**WHAT THIS TASK INVOLVES**
After locating the line that contains "of the black" in the records below, write out exactly that line and each line after it through the one that contains "of the plastic", and nothing else.
(TASK DATA)
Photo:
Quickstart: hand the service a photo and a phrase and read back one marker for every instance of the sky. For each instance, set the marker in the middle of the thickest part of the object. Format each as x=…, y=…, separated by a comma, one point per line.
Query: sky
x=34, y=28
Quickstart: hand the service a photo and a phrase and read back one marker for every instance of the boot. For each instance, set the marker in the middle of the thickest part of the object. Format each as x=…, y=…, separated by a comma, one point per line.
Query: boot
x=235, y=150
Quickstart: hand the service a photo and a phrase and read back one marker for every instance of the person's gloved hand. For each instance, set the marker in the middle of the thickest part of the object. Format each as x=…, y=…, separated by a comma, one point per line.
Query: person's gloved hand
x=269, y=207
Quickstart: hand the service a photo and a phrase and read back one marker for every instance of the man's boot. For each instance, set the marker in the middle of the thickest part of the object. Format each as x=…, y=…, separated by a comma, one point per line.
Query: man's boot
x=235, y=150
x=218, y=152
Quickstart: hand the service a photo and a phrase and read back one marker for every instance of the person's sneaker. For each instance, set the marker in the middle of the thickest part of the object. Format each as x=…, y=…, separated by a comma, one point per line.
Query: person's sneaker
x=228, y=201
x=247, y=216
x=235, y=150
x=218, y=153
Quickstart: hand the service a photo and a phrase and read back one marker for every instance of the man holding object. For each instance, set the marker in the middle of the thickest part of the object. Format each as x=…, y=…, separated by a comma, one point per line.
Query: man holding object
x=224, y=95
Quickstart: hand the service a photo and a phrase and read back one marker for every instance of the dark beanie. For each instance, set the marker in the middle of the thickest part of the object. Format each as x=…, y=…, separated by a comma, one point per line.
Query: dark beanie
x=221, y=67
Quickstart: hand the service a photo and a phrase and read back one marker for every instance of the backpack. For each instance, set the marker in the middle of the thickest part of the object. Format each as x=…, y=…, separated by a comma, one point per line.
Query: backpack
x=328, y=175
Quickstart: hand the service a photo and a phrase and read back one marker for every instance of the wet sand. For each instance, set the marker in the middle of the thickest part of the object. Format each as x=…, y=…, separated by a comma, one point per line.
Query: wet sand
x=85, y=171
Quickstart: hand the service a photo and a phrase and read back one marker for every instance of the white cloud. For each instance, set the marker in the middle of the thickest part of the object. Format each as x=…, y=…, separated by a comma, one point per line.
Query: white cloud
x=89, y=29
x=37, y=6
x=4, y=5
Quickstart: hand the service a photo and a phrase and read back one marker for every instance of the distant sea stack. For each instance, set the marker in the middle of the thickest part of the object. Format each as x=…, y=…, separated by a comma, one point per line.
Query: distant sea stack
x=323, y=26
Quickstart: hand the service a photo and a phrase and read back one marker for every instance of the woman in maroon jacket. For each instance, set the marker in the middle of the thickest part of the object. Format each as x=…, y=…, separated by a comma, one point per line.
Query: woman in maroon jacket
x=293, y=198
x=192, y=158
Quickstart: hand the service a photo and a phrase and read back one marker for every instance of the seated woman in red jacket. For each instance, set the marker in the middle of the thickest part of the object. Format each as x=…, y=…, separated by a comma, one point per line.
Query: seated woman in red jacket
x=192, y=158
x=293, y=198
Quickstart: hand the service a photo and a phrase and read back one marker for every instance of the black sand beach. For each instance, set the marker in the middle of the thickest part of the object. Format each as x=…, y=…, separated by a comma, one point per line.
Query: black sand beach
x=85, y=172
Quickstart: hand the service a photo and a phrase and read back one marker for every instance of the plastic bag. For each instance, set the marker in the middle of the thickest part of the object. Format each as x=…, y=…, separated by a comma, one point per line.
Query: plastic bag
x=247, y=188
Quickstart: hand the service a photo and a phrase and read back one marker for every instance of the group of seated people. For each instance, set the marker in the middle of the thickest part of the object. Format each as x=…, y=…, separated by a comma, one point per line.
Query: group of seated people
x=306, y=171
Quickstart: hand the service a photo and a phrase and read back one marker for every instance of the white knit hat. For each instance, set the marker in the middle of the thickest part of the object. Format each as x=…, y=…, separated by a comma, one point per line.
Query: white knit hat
(End TASK DATA)
**WORKED SOLUTION**
Quickstart: hand the service a photo and a phrase and read back one marker for every instance of the black sand beach. For each instance, set the marker in the middle of the thickest part of the object. Format each as x=…, y=…, separated by a comma, one point per line.
Query: black sand beach
x=85, y=172
Quickstart: hand the service a photo and a phrase and read back one marker for every instance of the plastic bag. For each instance, set the marker in the middle of the thickest part of the object. Format each as x=…, y=…, separated by a comma, one point per line.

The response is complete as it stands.